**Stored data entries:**
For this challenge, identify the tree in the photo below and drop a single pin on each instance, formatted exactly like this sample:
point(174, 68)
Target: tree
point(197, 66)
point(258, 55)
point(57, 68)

**INSTRUCTIONS FOR THE TASK:**
Every line above is to be duplicated exactly as shown.

**SOLVED PROBLEM:**
For this challenge, identify the tree in the photo below and drop a single pin on each instance, formatted exactly like this sample:
point(174, 68)
Target: tree
point(197, 66)
point(258, 55)
point(57, 68)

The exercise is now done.